### Problem set
1: In the League of Legends All-Star article, write out the passage again beginning at the words "Despite the fact" and stopping after "to the stage.", with "winter break" switched to "holiday break" each time it appears.
2: Summarize the League of Legends All-Star article in two sentences.
3: Write the next part of the League of Legends All-Star article, picking up after its final sentence.

### Text block
Despite the fact that the World Championship had ended over a month ago and the League of Legends offseason is in full swing, there’s apparently still an incredibly high demand for League esports. And with the All-Star event placed directly at the midpoint of the game’s annual winter break, it’s clear that fans are eager to see some of League’s most talented stars – some of whom might be donning new uniforms – take to the stage.
The entire global community has been witness to a “rosterpocalypse” over the course of the past few weeks, as teams from across the world have undergone massive changes to their starting lineups through free agency and trading alike. Whether it was the signing of young European All-Star and Fnatic legend Rasmus “Caps” Winther to rival G2 Esports, or the massive move that sent longtime SKT bottom laner Bae “Bang” Jun-sik to North America’s 100 Thieves, it’s obvious that the 2018 offseason has already been packed with roster swaps – and the latest edition of the All-Star Event was the perfect opportunity to see this top-level talent in action.
In comparison to last year, this year’s All-Star Weekend had a larger draw, as the size of the average viewing audiences went up from 2017’s event in Los Angeles. Last season, the average audience averaged out to around 245,000 concurrent viewers. Once the often-skewed metric of Chinese viewers was added into the mix, that number shot up to nearly 11,000,000. Needless to say, it’s important to take esports viewership statistics coming out of China with a grain of salt.

### Records
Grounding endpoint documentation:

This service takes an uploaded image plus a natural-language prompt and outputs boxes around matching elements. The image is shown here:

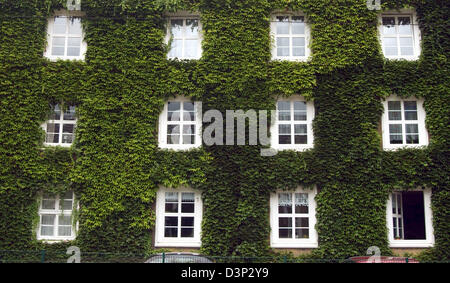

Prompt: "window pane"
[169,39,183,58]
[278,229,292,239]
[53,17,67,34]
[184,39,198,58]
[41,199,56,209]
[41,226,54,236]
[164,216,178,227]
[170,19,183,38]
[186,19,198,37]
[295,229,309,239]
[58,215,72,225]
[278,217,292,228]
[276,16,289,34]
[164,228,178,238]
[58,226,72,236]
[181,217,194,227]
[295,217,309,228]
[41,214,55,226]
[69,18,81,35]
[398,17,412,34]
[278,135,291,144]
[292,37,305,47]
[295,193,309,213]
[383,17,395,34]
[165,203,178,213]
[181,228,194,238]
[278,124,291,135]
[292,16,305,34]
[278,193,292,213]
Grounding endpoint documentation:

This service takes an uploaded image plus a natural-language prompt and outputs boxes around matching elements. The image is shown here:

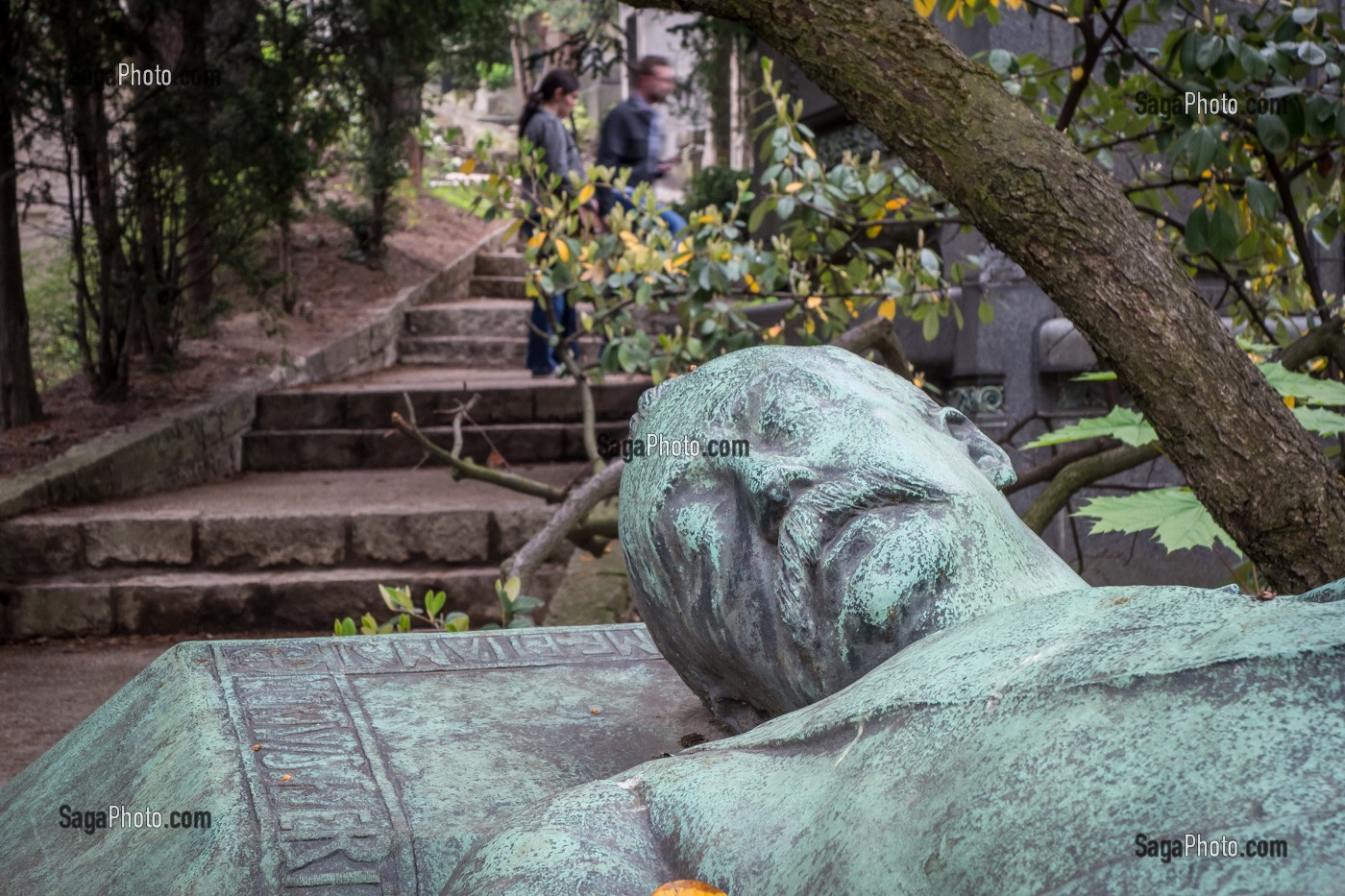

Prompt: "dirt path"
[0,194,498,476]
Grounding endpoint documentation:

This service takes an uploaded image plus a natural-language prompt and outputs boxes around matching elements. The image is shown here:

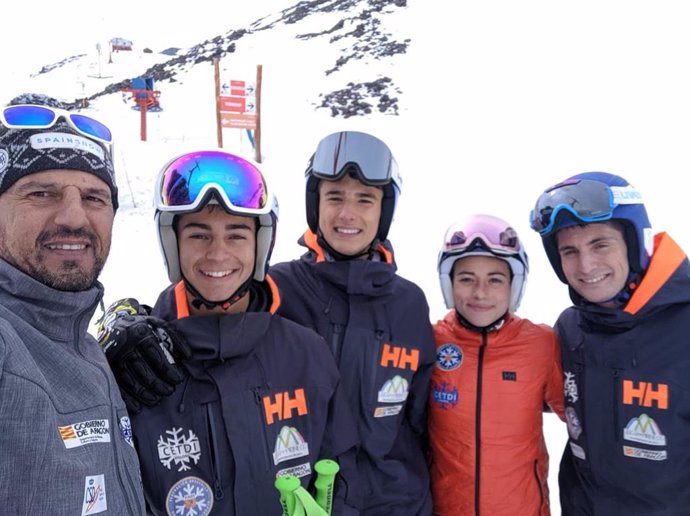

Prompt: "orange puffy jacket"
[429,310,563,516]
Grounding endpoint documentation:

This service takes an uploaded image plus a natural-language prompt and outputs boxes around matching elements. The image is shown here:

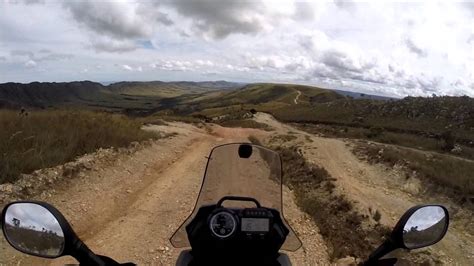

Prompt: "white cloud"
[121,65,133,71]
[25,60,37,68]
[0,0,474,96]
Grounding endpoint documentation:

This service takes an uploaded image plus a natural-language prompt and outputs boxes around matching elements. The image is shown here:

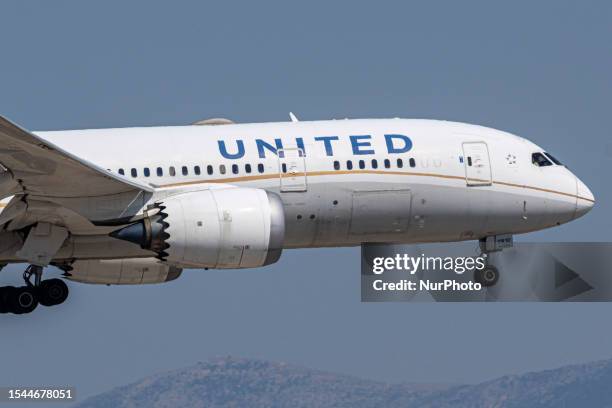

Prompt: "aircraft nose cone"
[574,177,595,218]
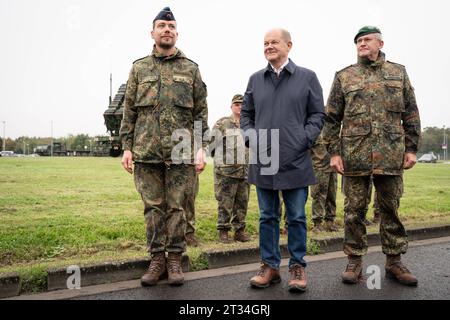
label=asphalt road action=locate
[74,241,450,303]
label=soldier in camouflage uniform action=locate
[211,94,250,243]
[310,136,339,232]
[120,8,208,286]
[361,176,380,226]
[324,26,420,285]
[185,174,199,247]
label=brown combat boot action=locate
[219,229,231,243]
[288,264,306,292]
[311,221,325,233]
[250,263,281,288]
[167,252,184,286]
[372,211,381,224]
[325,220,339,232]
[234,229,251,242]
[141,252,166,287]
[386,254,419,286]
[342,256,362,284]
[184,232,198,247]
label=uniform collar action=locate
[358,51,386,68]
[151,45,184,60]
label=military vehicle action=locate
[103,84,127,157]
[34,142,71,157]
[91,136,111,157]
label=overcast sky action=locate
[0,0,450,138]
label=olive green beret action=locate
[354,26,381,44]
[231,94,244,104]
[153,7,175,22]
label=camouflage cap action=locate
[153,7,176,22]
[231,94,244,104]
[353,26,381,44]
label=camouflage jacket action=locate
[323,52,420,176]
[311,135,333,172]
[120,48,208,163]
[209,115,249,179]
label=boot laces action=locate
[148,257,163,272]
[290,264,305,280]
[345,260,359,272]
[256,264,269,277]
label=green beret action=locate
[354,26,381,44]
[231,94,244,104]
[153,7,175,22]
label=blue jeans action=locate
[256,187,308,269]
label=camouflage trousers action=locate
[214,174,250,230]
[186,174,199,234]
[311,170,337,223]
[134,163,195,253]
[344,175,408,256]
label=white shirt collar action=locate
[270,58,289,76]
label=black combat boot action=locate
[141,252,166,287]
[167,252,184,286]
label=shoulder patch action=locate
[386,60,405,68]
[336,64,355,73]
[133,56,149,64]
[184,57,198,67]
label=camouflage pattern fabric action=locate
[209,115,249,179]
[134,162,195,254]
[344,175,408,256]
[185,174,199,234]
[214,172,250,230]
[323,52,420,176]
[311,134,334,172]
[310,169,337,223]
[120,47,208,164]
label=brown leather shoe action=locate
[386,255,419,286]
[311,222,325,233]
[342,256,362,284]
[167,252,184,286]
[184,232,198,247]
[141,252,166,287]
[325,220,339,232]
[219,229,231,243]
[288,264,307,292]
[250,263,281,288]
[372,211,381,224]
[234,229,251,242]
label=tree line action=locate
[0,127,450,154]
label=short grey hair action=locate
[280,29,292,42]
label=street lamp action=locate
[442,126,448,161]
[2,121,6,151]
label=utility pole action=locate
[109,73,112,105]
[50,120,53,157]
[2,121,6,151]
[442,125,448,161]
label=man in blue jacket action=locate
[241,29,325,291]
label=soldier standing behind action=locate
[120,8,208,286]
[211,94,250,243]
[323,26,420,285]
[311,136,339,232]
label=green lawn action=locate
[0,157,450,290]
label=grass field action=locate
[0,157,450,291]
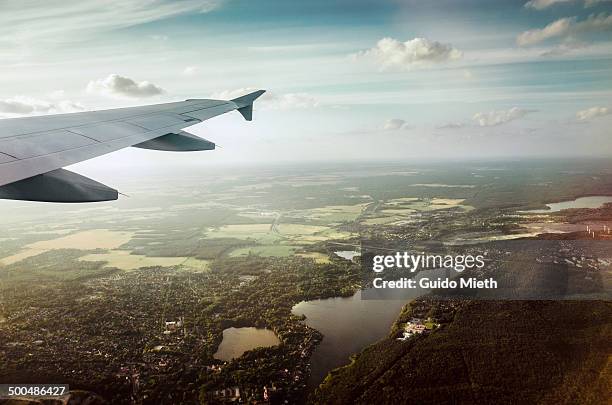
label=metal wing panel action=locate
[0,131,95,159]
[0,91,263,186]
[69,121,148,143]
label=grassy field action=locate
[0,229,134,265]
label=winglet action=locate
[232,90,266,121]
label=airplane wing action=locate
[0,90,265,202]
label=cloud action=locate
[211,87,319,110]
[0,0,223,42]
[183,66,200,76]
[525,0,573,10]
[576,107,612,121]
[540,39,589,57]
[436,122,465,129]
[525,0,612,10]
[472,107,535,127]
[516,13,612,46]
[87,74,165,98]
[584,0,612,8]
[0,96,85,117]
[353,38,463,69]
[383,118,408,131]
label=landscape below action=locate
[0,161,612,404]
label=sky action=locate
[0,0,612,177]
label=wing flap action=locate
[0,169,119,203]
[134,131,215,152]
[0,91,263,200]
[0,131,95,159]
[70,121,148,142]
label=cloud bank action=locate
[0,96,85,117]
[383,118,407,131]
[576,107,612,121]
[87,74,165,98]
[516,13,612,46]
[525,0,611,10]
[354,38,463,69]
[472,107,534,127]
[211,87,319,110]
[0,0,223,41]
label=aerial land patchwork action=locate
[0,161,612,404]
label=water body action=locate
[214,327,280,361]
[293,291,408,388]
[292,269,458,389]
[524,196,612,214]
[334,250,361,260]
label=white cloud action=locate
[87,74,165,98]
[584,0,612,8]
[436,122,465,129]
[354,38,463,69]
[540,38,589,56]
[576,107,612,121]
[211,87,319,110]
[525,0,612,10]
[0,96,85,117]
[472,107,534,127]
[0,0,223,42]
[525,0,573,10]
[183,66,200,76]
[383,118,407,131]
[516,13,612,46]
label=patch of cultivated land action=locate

### Written responses
1:
Despite the fact that the World Championship had ended over a month ago and the League of Legends offseason is in full swing, there’s apparently still an incredibly high demand for League esports. And with the All-Star event placed directly at the midpoint of the game’s annual holiday break, it’s clear that fans are eager to see some of League’s most talented stars – some of whom might be donning new uniforms – take to the stage.

2: Demand for League of Legends esports stayed high during the offseason, and fans were eager to see stars take the stage at the All-Star event after weeks of roster changes across teams worldwide. This year's All-Star Weekend drew larger average audiences than the 2017 event in Los Angeles, which averaged about 245,000 concurrent viewers, or nearly 11,000,000 once often-skewed Chinese figures were added.

3:
This year, the viewership numbers went up by quite a large margin. In fact, last year’s precise average of 243,920 concurrent viewers rose to a mark of 334,899 in 2018. This drastic rise effectively raised the concurrent viewership numbers by 37.3%, making the 2018 All-Star Weekend the most-watched All-Star Event since the event moved to the offseason in 2015.
Additionally, what stood out as a major change in terms of what people were interested at the All-Star Event from 2017 to 2018, was the fact that the most popular matches in terms of viewership shifted from traditional 5v5 games between the regions in 2017 to featured games such as the 2v2 Tournament and Tandem Mode this season. While a match between the LCK and LPL All-Stars garnered almost 450,000 viewers last year, the opening round of the 2v2 Tournament this season drew a crowd that nearly pushed 600k.
All in all, it’s important to look at the 2018 All-Star Event a massive win for League of Legends esports, regardless of the fact that the tournament was played in the dead of winter during the game’s offseason.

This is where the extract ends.